Exercise goal —
Output nothing but the lines from the line with "Target: green succulent stem" through the end of the listing below, both ends included.

Information given —
=== Section Start ===

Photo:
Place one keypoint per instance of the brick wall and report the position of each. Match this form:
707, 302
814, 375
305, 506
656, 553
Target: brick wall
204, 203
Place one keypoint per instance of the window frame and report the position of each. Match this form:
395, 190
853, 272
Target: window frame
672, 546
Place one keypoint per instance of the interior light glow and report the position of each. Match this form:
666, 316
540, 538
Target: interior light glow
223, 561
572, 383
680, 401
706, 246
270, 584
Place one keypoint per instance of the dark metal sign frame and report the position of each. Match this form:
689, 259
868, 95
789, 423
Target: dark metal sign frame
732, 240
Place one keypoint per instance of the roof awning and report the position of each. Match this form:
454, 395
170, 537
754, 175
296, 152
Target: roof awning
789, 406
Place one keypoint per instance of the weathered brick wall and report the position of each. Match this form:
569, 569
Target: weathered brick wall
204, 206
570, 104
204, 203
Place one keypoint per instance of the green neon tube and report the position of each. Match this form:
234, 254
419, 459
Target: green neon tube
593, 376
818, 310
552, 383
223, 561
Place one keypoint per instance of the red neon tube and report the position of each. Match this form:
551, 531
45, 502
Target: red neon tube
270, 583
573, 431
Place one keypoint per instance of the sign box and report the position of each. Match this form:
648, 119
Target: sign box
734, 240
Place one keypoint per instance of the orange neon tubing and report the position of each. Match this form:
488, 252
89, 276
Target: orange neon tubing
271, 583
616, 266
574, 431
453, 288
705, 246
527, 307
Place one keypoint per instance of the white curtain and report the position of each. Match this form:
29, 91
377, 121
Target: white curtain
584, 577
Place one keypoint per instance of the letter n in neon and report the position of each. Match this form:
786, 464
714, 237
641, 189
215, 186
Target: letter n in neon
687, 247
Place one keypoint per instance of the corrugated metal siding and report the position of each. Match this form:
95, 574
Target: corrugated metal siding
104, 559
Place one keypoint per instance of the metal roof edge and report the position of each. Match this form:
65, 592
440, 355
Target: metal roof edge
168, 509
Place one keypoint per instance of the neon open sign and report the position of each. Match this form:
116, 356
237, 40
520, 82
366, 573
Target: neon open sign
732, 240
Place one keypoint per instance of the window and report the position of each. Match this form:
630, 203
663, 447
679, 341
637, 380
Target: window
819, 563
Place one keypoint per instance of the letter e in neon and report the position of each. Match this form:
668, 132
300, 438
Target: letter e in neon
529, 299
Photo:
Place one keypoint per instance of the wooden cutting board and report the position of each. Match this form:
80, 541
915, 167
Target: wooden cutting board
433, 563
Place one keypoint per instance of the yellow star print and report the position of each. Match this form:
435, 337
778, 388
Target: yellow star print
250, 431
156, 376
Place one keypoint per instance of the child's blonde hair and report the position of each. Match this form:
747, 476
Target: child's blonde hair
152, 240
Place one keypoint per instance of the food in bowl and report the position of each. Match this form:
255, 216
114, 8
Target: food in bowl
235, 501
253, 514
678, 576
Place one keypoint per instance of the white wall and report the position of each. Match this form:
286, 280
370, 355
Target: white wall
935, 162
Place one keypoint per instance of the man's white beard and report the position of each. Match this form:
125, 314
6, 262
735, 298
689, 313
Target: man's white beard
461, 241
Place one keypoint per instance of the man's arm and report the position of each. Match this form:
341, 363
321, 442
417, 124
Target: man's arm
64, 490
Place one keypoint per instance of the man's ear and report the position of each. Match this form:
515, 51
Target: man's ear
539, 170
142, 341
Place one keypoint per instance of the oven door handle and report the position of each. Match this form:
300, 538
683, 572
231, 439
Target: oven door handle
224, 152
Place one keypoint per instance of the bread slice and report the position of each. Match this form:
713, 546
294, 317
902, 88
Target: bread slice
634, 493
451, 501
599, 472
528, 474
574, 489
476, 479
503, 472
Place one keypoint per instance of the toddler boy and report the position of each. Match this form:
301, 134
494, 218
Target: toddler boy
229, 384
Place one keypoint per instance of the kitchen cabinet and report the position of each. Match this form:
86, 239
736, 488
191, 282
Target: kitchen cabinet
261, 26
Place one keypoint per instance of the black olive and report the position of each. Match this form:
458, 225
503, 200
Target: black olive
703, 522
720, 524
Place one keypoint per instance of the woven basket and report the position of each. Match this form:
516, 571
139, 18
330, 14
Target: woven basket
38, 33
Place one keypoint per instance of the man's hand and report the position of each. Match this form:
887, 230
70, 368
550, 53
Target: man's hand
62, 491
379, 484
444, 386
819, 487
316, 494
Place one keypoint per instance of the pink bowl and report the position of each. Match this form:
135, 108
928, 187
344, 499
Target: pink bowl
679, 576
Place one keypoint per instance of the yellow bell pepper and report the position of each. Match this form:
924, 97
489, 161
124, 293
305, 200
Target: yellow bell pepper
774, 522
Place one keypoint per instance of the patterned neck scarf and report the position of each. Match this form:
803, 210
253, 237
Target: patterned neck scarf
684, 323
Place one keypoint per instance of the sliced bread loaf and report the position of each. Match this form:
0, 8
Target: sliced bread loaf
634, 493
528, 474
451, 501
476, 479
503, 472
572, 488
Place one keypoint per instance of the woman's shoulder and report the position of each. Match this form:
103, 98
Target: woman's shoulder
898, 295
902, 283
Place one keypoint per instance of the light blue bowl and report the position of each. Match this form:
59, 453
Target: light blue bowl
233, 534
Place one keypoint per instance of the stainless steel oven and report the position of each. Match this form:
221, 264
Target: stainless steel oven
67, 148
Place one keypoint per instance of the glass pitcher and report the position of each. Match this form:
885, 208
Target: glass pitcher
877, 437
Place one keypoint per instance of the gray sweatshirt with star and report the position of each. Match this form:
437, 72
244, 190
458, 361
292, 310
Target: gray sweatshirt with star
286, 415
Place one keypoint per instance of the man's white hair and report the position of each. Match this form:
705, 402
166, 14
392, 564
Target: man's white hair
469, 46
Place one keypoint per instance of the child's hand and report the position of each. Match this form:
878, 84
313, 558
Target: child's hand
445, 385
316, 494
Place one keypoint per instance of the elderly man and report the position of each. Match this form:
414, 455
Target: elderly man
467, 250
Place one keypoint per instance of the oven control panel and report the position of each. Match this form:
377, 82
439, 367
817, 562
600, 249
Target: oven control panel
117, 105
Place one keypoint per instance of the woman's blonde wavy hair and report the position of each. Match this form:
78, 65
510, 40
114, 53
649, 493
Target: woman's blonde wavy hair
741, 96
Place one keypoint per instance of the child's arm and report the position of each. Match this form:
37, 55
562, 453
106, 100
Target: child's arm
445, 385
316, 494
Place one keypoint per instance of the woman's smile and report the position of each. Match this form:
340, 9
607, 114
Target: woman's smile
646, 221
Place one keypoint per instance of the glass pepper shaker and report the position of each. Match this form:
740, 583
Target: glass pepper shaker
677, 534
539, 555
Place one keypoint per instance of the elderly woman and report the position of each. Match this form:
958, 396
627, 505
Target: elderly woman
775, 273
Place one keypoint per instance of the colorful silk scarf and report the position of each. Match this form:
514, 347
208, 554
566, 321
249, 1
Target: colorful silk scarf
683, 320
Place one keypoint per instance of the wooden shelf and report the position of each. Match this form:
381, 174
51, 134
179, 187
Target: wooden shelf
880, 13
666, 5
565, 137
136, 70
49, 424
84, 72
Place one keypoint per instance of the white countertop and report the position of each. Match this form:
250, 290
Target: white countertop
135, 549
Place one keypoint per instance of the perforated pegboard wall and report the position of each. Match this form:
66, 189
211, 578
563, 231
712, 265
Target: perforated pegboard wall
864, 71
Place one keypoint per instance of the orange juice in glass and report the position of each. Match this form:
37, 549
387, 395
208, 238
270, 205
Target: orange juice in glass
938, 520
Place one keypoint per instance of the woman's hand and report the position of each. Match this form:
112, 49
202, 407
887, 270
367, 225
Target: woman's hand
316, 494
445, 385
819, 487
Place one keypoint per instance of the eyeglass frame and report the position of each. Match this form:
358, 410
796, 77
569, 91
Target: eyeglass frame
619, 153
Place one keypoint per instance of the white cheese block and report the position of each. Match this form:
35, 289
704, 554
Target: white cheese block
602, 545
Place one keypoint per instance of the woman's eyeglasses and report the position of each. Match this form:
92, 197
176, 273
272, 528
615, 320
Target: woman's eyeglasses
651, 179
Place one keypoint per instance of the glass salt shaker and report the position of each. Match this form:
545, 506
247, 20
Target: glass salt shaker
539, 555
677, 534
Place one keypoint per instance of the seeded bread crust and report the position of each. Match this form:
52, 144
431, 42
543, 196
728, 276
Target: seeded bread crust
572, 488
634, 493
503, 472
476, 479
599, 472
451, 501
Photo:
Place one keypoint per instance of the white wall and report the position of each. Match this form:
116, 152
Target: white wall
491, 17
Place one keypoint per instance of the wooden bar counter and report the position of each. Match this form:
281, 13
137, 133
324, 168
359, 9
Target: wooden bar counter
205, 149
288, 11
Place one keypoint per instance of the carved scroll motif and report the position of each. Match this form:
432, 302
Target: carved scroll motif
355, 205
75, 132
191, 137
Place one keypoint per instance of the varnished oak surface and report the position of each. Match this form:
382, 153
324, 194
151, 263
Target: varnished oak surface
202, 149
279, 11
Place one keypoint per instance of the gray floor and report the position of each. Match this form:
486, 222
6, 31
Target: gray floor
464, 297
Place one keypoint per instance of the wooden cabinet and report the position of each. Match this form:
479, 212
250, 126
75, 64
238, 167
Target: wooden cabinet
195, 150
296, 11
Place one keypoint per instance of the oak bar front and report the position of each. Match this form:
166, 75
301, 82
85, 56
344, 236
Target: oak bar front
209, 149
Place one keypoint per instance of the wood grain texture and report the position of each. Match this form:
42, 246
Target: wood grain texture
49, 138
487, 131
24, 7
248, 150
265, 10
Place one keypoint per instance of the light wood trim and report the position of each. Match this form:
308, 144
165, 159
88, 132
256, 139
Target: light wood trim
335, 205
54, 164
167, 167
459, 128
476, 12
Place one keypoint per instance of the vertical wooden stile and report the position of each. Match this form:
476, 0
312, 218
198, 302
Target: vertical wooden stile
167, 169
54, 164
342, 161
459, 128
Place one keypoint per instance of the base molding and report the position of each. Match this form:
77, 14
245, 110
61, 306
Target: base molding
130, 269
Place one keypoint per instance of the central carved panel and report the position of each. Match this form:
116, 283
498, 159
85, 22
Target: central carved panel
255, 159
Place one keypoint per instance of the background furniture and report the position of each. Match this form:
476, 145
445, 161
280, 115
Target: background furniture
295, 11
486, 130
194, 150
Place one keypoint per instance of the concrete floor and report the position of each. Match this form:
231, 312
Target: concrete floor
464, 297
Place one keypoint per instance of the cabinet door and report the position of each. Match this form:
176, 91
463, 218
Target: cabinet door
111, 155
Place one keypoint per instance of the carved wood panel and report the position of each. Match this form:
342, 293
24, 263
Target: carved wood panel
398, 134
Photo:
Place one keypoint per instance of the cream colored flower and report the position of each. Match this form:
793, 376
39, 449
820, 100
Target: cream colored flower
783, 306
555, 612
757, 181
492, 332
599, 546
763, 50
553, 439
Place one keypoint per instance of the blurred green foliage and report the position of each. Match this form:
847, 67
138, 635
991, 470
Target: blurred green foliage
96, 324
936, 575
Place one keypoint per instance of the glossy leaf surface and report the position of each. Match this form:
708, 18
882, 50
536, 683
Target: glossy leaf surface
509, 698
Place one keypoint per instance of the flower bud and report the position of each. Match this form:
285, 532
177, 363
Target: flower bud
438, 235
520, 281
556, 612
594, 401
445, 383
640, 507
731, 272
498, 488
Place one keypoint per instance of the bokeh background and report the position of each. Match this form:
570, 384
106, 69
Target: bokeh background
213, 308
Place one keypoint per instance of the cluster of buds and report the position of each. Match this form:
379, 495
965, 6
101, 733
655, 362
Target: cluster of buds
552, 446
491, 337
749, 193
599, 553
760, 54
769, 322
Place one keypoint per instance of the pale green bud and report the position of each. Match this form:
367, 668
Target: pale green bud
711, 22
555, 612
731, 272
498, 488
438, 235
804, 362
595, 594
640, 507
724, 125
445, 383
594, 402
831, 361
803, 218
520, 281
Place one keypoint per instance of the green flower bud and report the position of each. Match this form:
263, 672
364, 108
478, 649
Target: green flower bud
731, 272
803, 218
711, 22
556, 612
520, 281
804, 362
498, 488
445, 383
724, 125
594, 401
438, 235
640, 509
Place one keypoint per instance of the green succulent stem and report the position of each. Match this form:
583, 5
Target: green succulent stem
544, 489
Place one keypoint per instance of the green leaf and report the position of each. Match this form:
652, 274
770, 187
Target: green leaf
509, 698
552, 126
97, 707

=== Section End ===

Solution to this task —
Target: green succulent stem
544, 489
Place one keypoint per instance of the green leaf and report the position of each. Match this form:
652, 274
770, 187
Target: green leaf
509, 698
552, 126
97, 707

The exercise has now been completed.